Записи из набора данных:
══════════
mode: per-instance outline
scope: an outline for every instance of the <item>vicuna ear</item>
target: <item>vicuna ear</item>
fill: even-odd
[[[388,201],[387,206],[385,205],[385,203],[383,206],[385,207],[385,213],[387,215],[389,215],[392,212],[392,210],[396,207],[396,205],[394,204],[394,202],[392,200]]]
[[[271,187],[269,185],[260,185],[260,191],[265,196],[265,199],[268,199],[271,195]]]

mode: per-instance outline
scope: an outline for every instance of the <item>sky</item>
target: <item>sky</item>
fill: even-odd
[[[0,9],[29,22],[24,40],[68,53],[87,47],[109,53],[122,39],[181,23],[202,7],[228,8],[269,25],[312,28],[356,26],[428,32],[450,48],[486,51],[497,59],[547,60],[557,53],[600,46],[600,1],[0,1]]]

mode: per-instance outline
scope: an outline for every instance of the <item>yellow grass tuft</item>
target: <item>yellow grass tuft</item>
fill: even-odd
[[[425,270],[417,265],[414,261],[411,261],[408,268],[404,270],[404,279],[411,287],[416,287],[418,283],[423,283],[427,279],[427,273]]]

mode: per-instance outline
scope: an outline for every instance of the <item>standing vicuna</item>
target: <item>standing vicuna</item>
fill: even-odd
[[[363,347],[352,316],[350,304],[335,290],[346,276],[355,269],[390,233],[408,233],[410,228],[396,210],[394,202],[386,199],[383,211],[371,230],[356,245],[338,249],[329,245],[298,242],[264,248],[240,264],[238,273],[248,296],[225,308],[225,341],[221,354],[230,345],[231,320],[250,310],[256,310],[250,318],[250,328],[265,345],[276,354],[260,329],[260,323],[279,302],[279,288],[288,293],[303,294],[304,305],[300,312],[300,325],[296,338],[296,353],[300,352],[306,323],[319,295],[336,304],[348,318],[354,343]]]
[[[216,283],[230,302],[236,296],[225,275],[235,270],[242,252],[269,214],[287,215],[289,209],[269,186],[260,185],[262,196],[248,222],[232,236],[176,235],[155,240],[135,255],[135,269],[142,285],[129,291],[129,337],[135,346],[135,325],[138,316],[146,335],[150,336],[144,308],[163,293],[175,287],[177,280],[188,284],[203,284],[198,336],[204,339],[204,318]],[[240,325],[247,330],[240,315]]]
══════════
### Задание
Определите все строки приведённого выше списка, в которых встречается слово «item», и перепишите их. Регистр букв учитывается.

### Ответ на задание
scope: an outline for every instance of the <item>vicuna ear</item>
target: <item>vicuna ear</item>
scope: an outline for every instance of the <item>sky</item>
target: <item>sky</item>
scope: an outline for every instance of the <item>yellow grass tuft</item>
target: <item>yellow grass tuft</item>
scope: an outline for every instance of the <item>standing vicuna</item>
target: <item>standing vicuna</item>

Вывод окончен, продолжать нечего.